REQUIRED WORK ▸ Reproduce verbatim every line of the material below, from the line containing "point: puppy's paw" through the last line of the material, inclusive.

### TASK INPUTS ###

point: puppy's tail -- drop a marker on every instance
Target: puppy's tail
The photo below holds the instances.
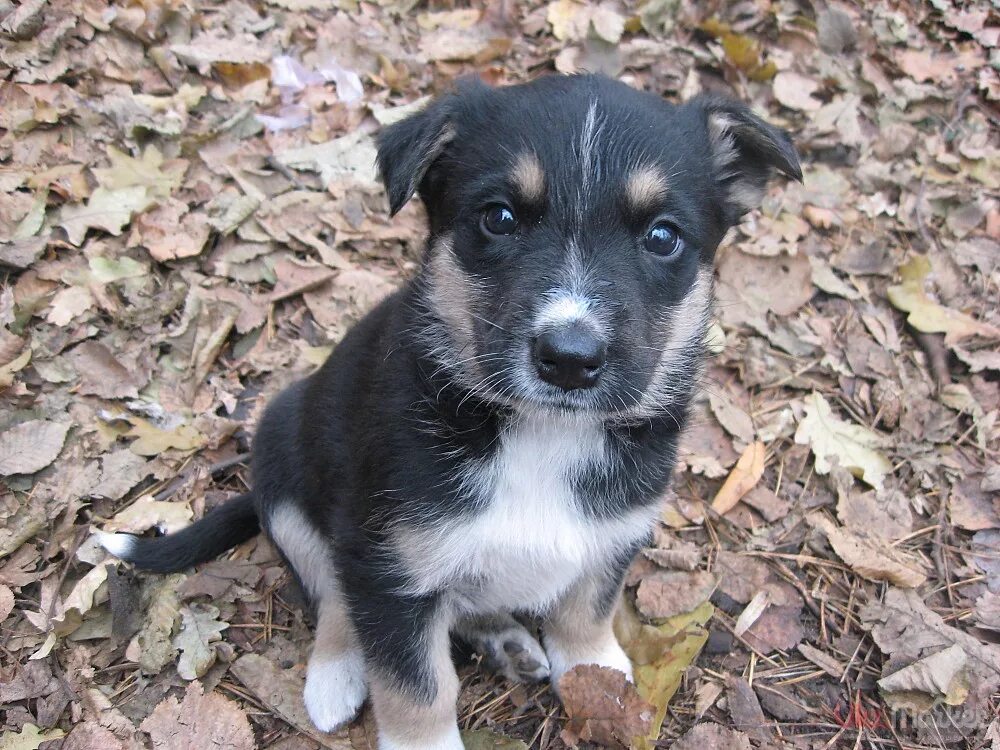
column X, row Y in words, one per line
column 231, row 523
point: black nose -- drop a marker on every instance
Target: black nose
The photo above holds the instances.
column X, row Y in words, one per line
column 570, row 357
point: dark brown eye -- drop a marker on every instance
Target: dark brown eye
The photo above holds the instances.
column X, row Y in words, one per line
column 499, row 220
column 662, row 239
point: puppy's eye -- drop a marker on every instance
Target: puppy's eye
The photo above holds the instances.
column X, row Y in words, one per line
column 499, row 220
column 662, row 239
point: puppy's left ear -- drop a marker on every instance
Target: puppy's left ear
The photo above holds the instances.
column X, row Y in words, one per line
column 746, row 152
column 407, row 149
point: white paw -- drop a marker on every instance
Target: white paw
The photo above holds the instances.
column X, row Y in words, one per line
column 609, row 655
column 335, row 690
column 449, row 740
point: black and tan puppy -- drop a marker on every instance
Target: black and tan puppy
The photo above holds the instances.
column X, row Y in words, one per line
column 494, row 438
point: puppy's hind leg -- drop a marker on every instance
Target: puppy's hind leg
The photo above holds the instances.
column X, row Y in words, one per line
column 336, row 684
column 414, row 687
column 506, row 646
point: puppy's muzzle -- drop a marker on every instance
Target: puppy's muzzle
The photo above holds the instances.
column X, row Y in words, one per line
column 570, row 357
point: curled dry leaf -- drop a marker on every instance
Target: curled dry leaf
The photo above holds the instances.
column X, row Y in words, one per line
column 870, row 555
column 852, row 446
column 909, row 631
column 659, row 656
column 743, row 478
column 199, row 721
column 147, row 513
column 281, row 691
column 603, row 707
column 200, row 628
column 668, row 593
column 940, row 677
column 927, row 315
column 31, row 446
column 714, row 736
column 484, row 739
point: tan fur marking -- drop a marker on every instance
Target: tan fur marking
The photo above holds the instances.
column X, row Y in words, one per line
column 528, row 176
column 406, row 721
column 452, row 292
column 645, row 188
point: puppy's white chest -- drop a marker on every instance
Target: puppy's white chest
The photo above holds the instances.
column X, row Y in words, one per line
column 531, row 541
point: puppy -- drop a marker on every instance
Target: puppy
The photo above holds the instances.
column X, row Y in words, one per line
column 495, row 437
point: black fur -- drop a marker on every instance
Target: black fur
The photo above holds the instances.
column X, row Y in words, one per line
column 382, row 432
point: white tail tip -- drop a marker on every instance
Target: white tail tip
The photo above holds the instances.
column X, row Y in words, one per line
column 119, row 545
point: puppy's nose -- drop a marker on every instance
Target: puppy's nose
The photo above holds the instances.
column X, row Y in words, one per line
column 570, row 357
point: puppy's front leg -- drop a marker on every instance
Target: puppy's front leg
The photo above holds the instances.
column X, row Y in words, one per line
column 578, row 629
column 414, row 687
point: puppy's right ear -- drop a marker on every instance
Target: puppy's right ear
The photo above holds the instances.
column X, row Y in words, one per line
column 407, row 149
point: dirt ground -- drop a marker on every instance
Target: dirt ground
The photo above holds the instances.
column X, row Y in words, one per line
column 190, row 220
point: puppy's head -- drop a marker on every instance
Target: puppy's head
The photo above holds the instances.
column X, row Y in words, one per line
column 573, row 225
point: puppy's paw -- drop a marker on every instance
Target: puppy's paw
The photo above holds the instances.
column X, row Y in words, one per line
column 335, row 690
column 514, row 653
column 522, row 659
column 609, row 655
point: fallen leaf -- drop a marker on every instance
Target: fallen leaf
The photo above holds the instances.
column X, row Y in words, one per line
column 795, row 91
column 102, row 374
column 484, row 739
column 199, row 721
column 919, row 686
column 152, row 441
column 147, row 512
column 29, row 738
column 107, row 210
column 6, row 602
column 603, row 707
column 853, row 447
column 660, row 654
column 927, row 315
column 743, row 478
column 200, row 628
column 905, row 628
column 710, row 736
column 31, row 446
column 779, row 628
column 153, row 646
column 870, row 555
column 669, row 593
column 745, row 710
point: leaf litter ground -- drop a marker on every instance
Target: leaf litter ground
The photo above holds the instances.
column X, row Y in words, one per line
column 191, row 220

###

EXPECTED OUTPUT ▸
point: puppy's paw -- drop a marker on every instance
Target: puppy's paw
The photo above holds the instances.
column X, row Y in words, one per line
column 335, row 690
column 514, row 653
column 522, row 659
column 609, row 655
point: fallen leaf -- drop a marker on every instance
Target: fallen leaf
The photo above holds the instances.
column X, row Y in words, one per line
column 795, row 91
column 102, row 374
column 484, row 739
column 199, row 721
column 919, row 686
column 152, row 441
column 147, row 512
column 29, row 738
column 107, row 210
column 6, row 602
column 603, row 707
column 853, row 447
column 660, row 654
column 927, row 315
column 743, row 478
column 200, row 628
column 905, row 628
column 710, row 736
column 31, row 446
column 779, row 628
column 153, row 646
column 870, row 555
column 669, row 593
column 745, row 710
point: leaf litter ground -- drop a marker on every instance
Target: leaf litter ground
The photo above holds the instances.
column X, row Y in words, one per line
column 191, row 220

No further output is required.